In the article below on Vetta Sanders Thompson's professorship, reproduce word for word the passage that begins at the words "Vetta Sanders Thompson" and stops after the words "body of work.".

→ **DOCUMENT PASSAGE**:
◇ ◇ ◇ ◇
Vetta Sanders Thompson has been installed as the E. Desmond Lee Professor of Racial and Ethnic Diversity at the Brown School at Washington University in St. Louis. To mark the occasion, a ceremony was held May 9 in the Clark-Fox Forum of Hillman Hall.
Sanders Thompson’s scholarly expertise is focused on the health and well-being of ethnic and racial minority communities, particularly the African American community. She is a licensed clinical psychologist and a noted researcher in the areas of racial identity and socialization, the psychological impact of racial discrimination, psychosocial implications of race and ethnicity in health promotion, and health and mental health services utilization.
Mary M. McKay, Neidorff Family and Centene Corporation Dean of the Brown School, introduced Sanders Thompson and praised her body of work.
“Vetta I admire your community-based participatory research so much. You are an extraordinary collaborator,” McKay said. “As she designs research questions and programs, she has voice from her consumers, providers, leadership and more, which is so important to come up with solutions to our most pressing challenges.”
Sanders Thompson’s address, “Identity and Community: Implications for Health and Well-Being,” surveyed the breadth of her work to empower members of the community to improve their health and well-being. She has completed funded research examining cultural competence in the provision of mental health services, colorectal cancer screening promotion and communication, HPV attitudes and vaccination in the African-American community, experiences of discrimination among users of Consumer Operated Services Programs, as well as work on racial and cultural issues in violence against women.
◇ ◇ ◇ ◇
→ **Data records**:
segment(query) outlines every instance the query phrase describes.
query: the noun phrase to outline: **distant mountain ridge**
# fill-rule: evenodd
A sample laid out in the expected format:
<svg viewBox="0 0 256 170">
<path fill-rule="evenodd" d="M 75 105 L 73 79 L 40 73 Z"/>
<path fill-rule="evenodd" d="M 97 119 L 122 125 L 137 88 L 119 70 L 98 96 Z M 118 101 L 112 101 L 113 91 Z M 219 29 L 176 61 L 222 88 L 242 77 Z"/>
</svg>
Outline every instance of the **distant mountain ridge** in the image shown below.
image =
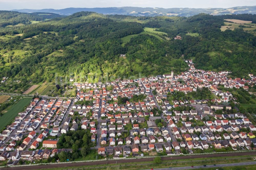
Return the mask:
<svg viewBox="0 0 256 170">
<path fill-rule="evenodd" d="M 227 8 L 164 8 L 124 7 L 92 8 L 69 8 L 60 9 L 23 9 L 10 10 L 28 13 L 51 13 L 64 15 L 69 15 L 81 11 L 92 11 L 104 14 L 120 14 L 137 16 L 164 16 L 189 17 L 202 13 L 213 15 L 242 14 L 256 14 L 256 6 L 236 7 Z"/>
</svg>

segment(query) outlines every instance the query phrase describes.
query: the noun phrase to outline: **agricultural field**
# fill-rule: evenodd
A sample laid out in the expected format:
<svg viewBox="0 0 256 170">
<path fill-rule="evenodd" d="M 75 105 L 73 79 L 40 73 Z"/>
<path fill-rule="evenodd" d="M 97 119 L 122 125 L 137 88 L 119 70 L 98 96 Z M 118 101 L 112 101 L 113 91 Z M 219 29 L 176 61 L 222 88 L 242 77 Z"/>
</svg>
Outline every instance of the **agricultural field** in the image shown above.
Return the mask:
◇ ◇ ◇ ◇
→ **ANSWER FOR THE TASK**:
Vetta Sanders Thompson has been installed as the E. Desmond Lee Professor of Racial and Ethnic Diversity at the Brown School at Washington University in St. Louis. To mark the occasion, a ceremony was held May 9 in the Clark-Fox Forum of Hillman Hall.
Sanders Thompson’s scholarly expertise is focused on the health and well-being of ethnic and racial minority communities, particularly the African American community. She is a licensed clinical psychologist and a noted researcher in the areas of racial identity and socialization, the psychological impact of racial discrimination, psychosocial implications of race and ethnicity in health promotion, and health and mental health services utilization.
Mary M. McKay, Neidorff Family and Centene Corporation Dean of the Brown School, introduced Sanders Thompson and praised her body of work.